Passage:
******
I started my program in fall 2019, just a few weeks before I became the executive director of my library. In 2017, I graduated with a master’s degree in history from a program that was mostly in-person, with a few online classes sprinkled in here and there, so I felt like I knew what I was getting into with the M.L.I.S. program. I was prepared for the amount of work required, but I was dead wrong about everything else. This is my perspective on online library school—the benefits, the pitfalls, and how we can make the process of learning how to be information professionals better for everyone.

Technology and Access

Technology opens doors that normally would be sealed shut for countless prospective students. There are 62 ALA-accredited M.L.I.S. programs in existence, and 42 of them offer a 100% online program. For people who are looking for a mid-career change, need a higher degree for a promotion, or are coming directly from undergraduate work but cannot change location, online programs are the perfect option for moving up in the library world. However, as online programs grow, new barriers to education arise.

Internet connectivity is essential to online work, but internet infrastructure in the U.S. is still subpar. Census data show that nationally, 78% of households subscribe to broadband internet, but these numbers are skewed toward urban and coastal dwellers. Rural subscription rates are much lower, at around 65%. Similarly, counties with residents in higher income brackets have more access to broadband internet. Not only is access easier to obtain for urban and higher-income Americans, but they also have access to better-quality internet. In many rural areas, broadband access is either limited to spotty satellite coverage or monopolized by a single company that has no market-driven motivation to improve service. Subscription costs are high even for lackluster speeds.
******
Tasks to carry out:
A) Answer these questions about the essay on online library school:
(i) In what season and year did the writer start the M.L.I.S. program?
(ii) Of the 62 ALA-accredited M.L.I.S. programs, how many offer a 100% online program?
(iii) What is the approximate broadband subscription rate in rural areas?
B) Write the next part of the essay on online library school, picking up after its final sentence.
You can ignore the records; they are not needed for anything here.

Natural-language object grounding data:
******
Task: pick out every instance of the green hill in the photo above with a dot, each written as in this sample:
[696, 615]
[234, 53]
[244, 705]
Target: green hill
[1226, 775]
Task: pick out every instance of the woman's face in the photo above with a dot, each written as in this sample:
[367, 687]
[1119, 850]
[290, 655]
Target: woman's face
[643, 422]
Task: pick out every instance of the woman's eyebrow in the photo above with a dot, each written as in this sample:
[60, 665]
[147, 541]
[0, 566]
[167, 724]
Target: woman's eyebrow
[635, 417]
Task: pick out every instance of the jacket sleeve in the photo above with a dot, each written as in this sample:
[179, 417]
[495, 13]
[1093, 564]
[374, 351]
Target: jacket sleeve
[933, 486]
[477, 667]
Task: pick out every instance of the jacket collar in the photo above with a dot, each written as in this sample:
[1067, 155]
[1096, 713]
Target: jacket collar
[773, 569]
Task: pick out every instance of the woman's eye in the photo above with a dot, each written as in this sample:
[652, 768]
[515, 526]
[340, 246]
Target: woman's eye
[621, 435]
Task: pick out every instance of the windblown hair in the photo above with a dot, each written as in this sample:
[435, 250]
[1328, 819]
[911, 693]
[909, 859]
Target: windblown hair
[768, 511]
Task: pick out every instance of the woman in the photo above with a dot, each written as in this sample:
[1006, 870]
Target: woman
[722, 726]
******
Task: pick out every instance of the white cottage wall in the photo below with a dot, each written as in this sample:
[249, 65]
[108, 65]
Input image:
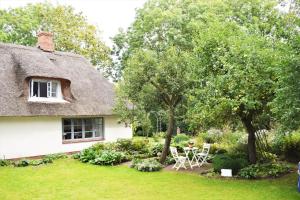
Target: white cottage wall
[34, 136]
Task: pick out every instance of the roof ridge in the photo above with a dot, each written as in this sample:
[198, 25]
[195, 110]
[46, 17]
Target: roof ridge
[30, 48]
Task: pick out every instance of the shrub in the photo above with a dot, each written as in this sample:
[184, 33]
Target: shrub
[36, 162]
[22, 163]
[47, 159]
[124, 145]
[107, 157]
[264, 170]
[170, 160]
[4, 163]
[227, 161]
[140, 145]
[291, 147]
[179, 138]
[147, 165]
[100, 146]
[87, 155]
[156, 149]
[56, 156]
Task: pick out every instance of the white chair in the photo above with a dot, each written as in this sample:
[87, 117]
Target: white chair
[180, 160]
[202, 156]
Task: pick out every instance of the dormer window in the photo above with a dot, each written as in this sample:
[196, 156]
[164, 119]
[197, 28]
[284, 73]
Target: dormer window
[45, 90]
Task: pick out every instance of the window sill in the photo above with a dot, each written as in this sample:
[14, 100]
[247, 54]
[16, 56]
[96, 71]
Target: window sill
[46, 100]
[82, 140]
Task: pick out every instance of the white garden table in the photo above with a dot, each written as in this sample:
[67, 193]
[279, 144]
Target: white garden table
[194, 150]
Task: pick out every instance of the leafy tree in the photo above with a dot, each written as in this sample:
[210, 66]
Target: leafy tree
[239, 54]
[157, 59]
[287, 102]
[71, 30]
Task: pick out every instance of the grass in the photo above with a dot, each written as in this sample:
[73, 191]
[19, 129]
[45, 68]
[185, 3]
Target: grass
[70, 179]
******
Expected outputs:
A)
(i) Fall 2019
(ii) 42
(iii) Around 65%

B)
Economically disadvantaged and rural prospective librarians must conquer infrastructure problems, over which they have no control, while completing the same level of work as their peers. I have struggled with internet connectivity at home for years, with no available remedy. When working on a big project, I have been known to drive somewhere that offers a higher speed and submit assignments from the parking lot. Often, this lack of connectivity is not taken into consideration by programs or professors who tend to assume that the situation where the school is located is the situation for all students.

This solipsistic view seems to be common in the online schooling world. While I am learning a great deal in my online program, very little attention is paid to the differing circumstances of small versus large, rural versus urban, or government-run versus nonprofit libraries. If programs are open to teaching students from all geographic locations, they must also acknowledge that libraries come in many different sizes, shapes, and structures. Learning how to run a library with a staff of 100 and a budget in the multimillion-dollar range is not helpful when your real-life library may be struggling to fund 50 dollars’ worth of supplies for a children’s program.

Flexibility, Asynchronicity, and Diversity

The online learning platform offers advantages that were not available in my previous in-person programs. Flexibility, asynchronicity, and diversity are all very apparent and valued in online classes. For most adult students with a full-time job, synchronous programs are not a viable option. That scheduling situation is compounded for others who do not have a webcam or enough internet strength to video chat. Asynchronicity and flexibility in the timing of discussions, assignments, and projects is key for online success.

Diversity is also more apparent in the online sphere because people from multiple walks of life, and not just the ones geographically closest to you, are represented. I have met people in every U.S. time zone, from the biggest cities to the smallest towns, in a variety of library roles from part-time page to library director, and of an array of genders, sexualities, races, and socioeconomic situations. While this diversity tends to go unacknowledged by professors, students seem to appreciate and recognize the different perspectives their peers bring to the table.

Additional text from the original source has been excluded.